Goal a: Do these statements agree with the interview with Brad Kessler below? Answer yes or no for each and quote the words of the interview that decide it. (i) The prologue to Birds in Fall appeared as a short story in the Spring 2006 issue of The Kenyon Review. (ii) Russell narrates the later chapters of the novel. (iii) Kessler kept the scenes he wrote of Russell in the afterlife.

Text excerpt:
An
Interview with BRAD KESSLER |
by Nancy Zafris
[This interview is part of
a series of conversations with authors who have work in KR.
It is funded in part by a grant from the National Endowment for the
Arts.]
Brad Kessler’s latest novel, Birds in Fall,
is hitting the bookstores as I write this. Library Journal calls
it a “perfect gem of a novel.” A selection from it won a 2006 National
Endowment for the Arts grant. Kessler’s previous books include Lick
Creek and The Woodcutter’s Christmas. His essays and articles
have appeared in the New Yorker, the Nation, the New
York Times Magazine, among others, as well as in The Kenyon
Review (“One Reader’s Digest: Toward a Gastronomic Theory of Literature,” Spring
2005). He is the author of several award-winning children’s books, and
the recipient of a Lange-Taylor Prize from Duke University’s Center for
Documentary Studies. He has taught at the New School University and in
the MFA program at Antioch University, Los Angeles. He lives with his
wife, the photographer Dona Ann McAdams, in Vermont. (For a summary and
further reviews of Birds in Fall, click
here). Nancy Zafris is the fiction editor of The Kenyon Review.
Nancy Zafris : I want to tell
you before we begin that I loved your new novel, Birds in Fall.
It’s a wonderful book, beautifully, lyrically written, very deep.
Brad Kessler: Thank you, Nancy.
NZ: The prologue to Birds in Fall was
published as a short story in the current issue of The Kenyon
Review (Spring 2006). One of the reasons that it works as a complete,
rounded-off story is that—well, let me put it this way: there are several
reasons. First off, there is a very big conclusion to this story. Secondly,
the protagonist never appears again in the novel. His story ends here
although we witness its impact throughout the novel. Thirdly, it’s
written in first person as opposed to third person for the rest of
book, which tells me it was conceived of as apart from the main sections.
Did you at some point envision having this first-person narrator filter
through the book as a kind of spiritual guide, or was he always meant
to make one and only one appearance?
BK: You're talking about Russell, who's an ornithologist
who dies in the first chapter in a plane crash. We get his story in
first person as the plane goes down. So the classic “Sunset Boulevard” question
is: How can the dead guy be narrating the story? Well, after that first
chapter, he doesn’t narrate anymore, but I wanted him to hover over
the narrative as a kind of spectral presence. I planned on him coming
back in some form later in the novel, and in some sense he does. But
your observation is spot on: I did write a bunch of scenes
with him in the afterlife, again in first person, but I tossed all
that away. It turned out too cheesy, too false. And suddenly, in the
last five years—during the time I was writing this novel—everyone started
writing afterlife stories.

Goal b: Repeat the rows verbatim, from the start of the rows through the line containing "173L253 174L257 185ZM470", with both ends included.

Dataset:
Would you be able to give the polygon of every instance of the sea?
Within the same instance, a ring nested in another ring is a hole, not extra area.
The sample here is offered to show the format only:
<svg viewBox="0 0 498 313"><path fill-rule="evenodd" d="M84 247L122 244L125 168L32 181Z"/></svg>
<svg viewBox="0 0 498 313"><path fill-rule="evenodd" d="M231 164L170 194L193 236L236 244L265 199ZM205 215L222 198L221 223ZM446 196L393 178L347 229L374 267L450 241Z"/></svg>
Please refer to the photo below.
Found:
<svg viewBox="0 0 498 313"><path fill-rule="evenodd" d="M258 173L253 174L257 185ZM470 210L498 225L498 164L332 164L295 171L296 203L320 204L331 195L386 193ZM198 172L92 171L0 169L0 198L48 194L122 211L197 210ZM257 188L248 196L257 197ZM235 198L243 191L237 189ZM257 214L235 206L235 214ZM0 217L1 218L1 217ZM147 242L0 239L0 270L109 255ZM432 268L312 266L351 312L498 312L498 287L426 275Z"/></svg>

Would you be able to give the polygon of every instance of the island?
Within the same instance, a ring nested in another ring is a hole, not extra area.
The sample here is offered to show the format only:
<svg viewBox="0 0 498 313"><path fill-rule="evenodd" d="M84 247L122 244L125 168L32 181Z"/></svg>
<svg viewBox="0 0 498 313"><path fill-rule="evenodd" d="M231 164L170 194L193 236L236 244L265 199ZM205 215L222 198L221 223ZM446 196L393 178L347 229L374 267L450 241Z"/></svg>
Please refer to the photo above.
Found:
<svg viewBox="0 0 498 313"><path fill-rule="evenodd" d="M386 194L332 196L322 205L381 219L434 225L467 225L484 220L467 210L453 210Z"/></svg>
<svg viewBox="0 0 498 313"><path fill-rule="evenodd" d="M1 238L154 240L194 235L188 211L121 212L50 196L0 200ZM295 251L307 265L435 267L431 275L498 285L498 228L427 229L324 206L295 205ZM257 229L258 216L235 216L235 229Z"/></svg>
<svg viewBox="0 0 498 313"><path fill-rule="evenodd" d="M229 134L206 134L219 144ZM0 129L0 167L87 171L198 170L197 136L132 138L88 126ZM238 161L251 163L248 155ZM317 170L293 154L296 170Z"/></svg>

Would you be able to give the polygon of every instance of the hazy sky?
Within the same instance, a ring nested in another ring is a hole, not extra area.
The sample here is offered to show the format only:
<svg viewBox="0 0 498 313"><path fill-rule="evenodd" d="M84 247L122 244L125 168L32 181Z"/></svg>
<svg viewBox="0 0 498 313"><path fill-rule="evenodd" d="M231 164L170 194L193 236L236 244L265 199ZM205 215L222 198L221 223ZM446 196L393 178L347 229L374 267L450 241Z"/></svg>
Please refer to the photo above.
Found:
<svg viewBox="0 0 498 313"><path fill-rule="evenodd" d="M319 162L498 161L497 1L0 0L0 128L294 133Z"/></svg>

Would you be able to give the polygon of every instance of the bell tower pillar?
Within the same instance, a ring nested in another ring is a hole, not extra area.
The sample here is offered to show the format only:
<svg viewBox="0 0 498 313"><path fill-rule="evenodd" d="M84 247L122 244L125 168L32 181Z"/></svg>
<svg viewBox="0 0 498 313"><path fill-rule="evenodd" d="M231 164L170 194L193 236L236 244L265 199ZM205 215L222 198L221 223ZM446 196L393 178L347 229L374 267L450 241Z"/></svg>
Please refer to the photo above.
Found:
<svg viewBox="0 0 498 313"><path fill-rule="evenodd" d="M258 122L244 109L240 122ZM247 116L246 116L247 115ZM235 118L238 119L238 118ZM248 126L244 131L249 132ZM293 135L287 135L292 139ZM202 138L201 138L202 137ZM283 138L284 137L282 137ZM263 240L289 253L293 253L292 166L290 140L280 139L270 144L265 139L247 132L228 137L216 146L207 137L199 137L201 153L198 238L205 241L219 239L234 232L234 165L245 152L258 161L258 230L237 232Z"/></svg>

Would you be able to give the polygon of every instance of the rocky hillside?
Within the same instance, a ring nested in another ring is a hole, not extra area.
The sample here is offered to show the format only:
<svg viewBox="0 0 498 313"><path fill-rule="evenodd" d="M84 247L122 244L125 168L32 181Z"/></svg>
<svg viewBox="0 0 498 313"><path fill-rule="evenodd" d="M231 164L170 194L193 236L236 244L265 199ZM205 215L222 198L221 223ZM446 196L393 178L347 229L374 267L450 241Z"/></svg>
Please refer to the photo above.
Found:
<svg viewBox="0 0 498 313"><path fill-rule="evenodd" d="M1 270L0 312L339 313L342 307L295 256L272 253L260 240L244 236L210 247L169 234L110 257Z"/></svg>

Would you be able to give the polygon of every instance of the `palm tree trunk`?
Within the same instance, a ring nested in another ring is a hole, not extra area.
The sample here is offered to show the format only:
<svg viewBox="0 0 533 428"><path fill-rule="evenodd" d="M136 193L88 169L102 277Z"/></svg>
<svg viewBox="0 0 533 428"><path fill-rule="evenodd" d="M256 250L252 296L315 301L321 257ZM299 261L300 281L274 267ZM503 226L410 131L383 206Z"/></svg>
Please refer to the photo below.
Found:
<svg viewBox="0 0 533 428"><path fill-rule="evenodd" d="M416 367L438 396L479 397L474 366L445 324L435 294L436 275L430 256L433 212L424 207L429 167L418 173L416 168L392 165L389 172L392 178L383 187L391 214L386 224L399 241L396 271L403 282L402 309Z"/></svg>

Exercise response a:
(i) Yes: "The prologue to Birds in Fall was published as a short story in the current issue of The Kenyon Review (Spring 2006)."
(ii) No: "after that first chapter, he doesn’t narrate anymore"
(iii) No: "I did write a bunch of scenes with him in the afterlife, again in first person, but I tossed all that away."

Exercise response b:
Would you be able to give the polygon of every instance of the sea?
Within the same instance, a ring nested in another ring is a hole, not extra area.
The sample here is offered to show the format only:
<svg viewBox="0 0 498 313"><path fill-rule="evenodd" d="M84 247L122 244L125 168L32 181Z"/></svg>
<svg viewBox="0 0 498 313"><path fill-rule="evenodd" d="M231 164L170 194L193 236L236 244L265 199ZM205 215L222 198L221 223ZM446 196L393 178L347 229L374 267L450 241Z"/></svg>
Please refer to the photo below.
Found:
<svg viewBox="0 0 498 313"><path fill-rule="evenodd" d="M258 173L253 174L257 185ZM470 210L498 225L498 164L332 164L295 171L296 203L320 204L331 195L386 193ZM198 172L92 171L0 169L0 198L48 194L122 211L197 210ZM257 188L248 196L257 197ZM235 198L243 191L237 189ZM257 214L235 206L235 214ZM0 217L1 218L1 217ZM147 242L0 239L0 270L109 255ZM432 268L312 266L351 312L498 312L498 287L426 275Z"/></svg>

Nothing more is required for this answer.